### Passage provided:
□ □ □ □ □ □ □

The performance of YOLOv11n-Opt exceeds that of current methodologies, including the recently proposed updates. The model shows higher values in mAP50 and mAP50-95 for all blood cell types, and shows better performance in precision and recall.
The model can effectively cope with diverse clinical imaging conditions, such as different cell distributions and cell overlap, and is therefore regarded as a reliable tool for blood cell detection in clinical scenarios.
Through systematic ablation experiments, the study shows that there is complementarity between gradient accumulation and loss reweighting. The synergy between the two can further improve the model robustness without reducing the model accuracy.

□ □ □ □ □ □ □

[Image point grounding records]
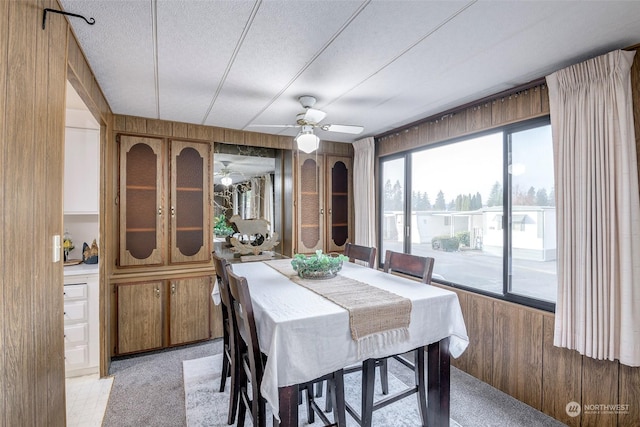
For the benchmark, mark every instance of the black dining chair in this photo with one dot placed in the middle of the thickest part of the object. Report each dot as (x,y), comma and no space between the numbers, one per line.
(252,362)
(416,267)
(361,253)
(229,338)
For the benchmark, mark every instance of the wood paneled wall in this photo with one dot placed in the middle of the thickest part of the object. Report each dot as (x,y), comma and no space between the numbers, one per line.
(525,104)
(511,348)
(211,134)
(32,81)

□ □ □ □ □ □ □

### Exercise instructions:
Please resume the passage on YOLOv11n-Opt for blood cell detection, picking up right after its last sentence. These records are separate from the passage on blood cell detection.

### Solved problem:
The results of the YOLOv11n-Opt show that the integration of advanced techniques such as gradient accumulation and loss reweighting into a mature object detection architecture can significantly improve the accuracy and efficiency of medical image analysis. This study lays the foundation for the development of a more reliable and real-time blood cell detection system, which will help identify blood cell abnormalities in a timely and accurate manner for clinical diagnosis, thereby improving patient prognosis.